-- DIRECTIONS FOR THIS TASK --
An exact reproduction of the data below is the required answer.

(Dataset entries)
Start of Block

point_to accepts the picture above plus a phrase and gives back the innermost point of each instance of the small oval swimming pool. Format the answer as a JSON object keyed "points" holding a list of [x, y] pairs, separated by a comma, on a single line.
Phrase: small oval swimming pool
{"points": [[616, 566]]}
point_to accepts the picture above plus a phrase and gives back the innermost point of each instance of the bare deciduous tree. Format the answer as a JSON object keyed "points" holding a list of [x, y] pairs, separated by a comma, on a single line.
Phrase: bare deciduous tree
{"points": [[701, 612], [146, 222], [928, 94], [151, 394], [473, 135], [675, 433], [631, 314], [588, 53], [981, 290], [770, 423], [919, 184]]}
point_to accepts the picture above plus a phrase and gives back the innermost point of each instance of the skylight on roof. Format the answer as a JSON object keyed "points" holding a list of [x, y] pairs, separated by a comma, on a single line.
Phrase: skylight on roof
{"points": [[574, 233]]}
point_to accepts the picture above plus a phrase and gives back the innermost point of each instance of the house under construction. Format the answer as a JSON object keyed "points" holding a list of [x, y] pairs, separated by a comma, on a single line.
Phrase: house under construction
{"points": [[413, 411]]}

End of Block

-- WRITTEN SOLUTION --
point_to accepts the picture above plus a phrase and gives back the innermost point of each instance of the small oval swimming pool. Format the answer as a JSON object keyed "points" holding a list of [x, y] pairs, separated by a comma, on a single line.
Phrase: small oval swimming pool
{"points": [[616, 566]]}
point_to accepts the picture above plus a phrase and gives back the innermost point of each instance of the bare deciduous tree. Format the answer as a JSON object keyed "points" holding a list of [x, y] pairs, separated by a comma, on a single line.
Phrase: bare deciduous tree
{"points": [[701, 612], [146, 222], [928, 94], [151, 394], [473, 135], [675, 433], [631, 314], [588, 53], [981, 290], [770, 423], [919, 184]]}
point_to accepts the picture above plus a phrase and gives back the innermost point of each instance of the skylight on roof. Format the answer as a JSON object keyed "points" holding a list of [x, y] pairs, separated by a comma, on a single line.
Phrase: skylight on roof
{"points": [[574, 233]]}
point_to accepts the picture above plus a phrase and gives back the innermost point of each instance of the house under construction. Format the answer as a JSON object keyed "points" holding a list of [x, y] pairs, separated by a comma, on a single line.
Phrase: house under construction
{"points": [[413, 411]]}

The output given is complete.